* start DATA TO PROCESS *
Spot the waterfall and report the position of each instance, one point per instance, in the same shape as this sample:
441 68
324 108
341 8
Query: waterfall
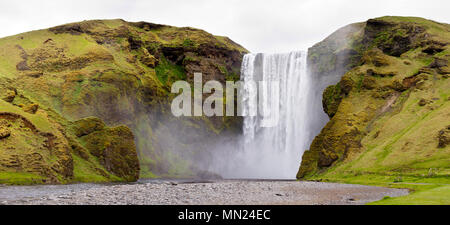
293 98
274 151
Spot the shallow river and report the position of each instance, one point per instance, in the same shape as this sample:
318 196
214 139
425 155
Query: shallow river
187 191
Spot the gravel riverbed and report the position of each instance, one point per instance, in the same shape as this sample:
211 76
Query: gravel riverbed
240 192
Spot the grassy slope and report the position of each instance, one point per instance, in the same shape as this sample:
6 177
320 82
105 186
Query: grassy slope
91 69
399 146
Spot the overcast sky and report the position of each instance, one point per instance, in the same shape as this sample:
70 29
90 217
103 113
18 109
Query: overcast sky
258 25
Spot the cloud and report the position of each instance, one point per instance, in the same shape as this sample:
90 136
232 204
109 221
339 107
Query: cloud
259 25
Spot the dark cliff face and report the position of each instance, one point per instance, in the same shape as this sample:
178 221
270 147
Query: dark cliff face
121 73
392 89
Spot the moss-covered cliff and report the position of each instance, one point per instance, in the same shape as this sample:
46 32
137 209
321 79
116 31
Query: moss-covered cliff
80 102
390 112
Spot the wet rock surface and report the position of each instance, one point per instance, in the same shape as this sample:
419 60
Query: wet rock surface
170 192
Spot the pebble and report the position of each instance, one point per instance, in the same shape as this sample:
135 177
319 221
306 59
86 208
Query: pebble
243 192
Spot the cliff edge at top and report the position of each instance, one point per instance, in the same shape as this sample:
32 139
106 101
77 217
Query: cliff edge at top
389 113
82 101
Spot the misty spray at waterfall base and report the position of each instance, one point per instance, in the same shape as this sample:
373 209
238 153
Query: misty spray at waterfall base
274 152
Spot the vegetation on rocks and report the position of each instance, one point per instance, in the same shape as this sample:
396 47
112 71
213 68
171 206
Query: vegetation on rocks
389 114
84 101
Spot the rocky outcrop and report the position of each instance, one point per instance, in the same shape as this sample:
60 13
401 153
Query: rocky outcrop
390 102
103 87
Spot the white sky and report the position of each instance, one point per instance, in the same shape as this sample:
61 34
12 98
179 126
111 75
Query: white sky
258 25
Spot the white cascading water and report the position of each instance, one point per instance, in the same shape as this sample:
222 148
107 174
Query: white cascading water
274 152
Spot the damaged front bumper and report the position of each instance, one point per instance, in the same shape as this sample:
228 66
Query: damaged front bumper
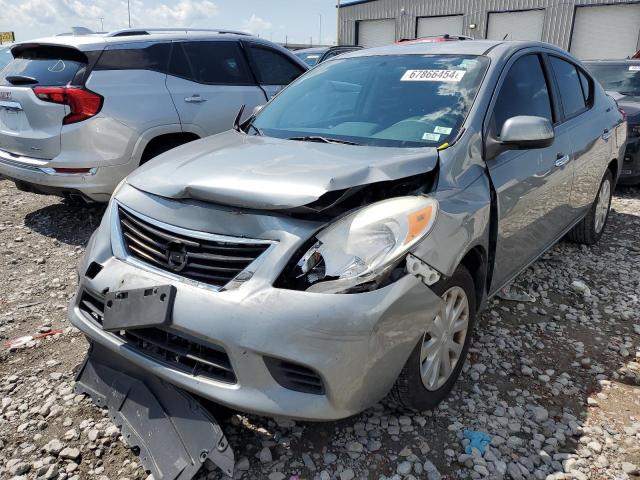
* end DATA TO PROCESS *
▸ **BRIEF**
Collect every line from the entries above that contains the string "spray".

▸ **EXERCISE SOLUTION**
Spot the misty spray at waterfall base and report the position of each instance, one point per instance, in the same shape as this sample:
Query: misty spray at waterfall base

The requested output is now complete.